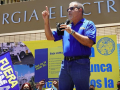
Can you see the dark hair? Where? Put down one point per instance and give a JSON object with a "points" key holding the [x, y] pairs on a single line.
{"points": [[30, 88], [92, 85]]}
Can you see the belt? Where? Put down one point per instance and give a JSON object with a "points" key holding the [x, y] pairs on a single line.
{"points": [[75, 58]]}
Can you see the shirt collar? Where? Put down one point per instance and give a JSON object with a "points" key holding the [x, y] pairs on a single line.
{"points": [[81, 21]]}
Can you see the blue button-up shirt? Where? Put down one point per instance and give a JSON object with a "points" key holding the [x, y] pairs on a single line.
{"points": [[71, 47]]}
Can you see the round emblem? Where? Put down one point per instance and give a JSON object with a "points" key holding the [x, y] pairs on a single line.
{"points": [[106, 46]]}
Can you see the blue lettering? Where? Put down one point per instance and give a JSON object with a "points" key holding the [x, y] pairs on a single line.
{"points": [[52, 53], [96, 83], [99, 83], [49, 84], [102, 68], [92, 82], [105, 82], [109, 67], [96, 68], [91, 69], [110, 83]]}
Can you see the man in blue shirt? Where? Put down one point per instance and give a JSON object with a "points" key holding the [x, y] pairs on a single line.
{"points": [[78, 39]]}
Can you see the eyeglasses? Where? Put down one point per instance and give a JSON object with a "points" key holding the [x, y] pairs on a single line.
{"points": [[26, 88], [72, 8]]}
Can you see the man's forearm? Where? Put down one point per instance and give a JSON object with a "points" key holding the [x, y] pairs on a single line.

==

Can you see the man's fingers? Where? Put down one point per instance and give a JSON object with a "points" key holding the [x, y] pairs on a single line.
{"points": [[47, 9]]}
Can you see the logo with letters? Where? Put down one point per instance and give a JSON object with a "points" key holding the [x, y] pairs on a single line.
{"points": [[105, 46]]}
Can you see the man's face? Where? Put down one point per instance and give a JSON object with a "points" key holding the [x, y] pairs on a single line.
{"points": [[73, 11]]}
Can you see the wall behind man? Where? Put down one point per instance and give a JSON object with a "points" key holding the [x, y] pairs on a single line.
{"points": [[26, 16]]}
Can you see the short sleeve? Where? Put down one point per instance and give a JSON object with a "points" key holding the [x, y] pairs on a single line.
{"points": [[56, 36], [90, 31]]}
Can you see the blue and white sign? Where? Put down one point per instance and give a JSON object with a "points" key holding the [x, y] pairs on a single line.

DIRECTIVE:
Reproduce the records verbatim, beginning at the line containing "Can you see the man in" and continuing through the line containing "Can you see the man's forearm?".

SOLUTION TO THIS TASK:
Can you see the man in blue shirt? Where? Put down one point per instance and give a JSON object with a "points" key holding the [x, y] pairs on a single line.
{"points": [[78, 39]]}
Can you see the eyeglasses? Where? Put down one point per instance and give a JSON object with a "points" key holding the [x, y] pairs on a single line.
{"points": [[26, 88], [72, 8]]}
Can you see the man's forearm? Where? Put down one point per instance and give a JSON object with a "points" key holding the [x, y] pairs on a single line.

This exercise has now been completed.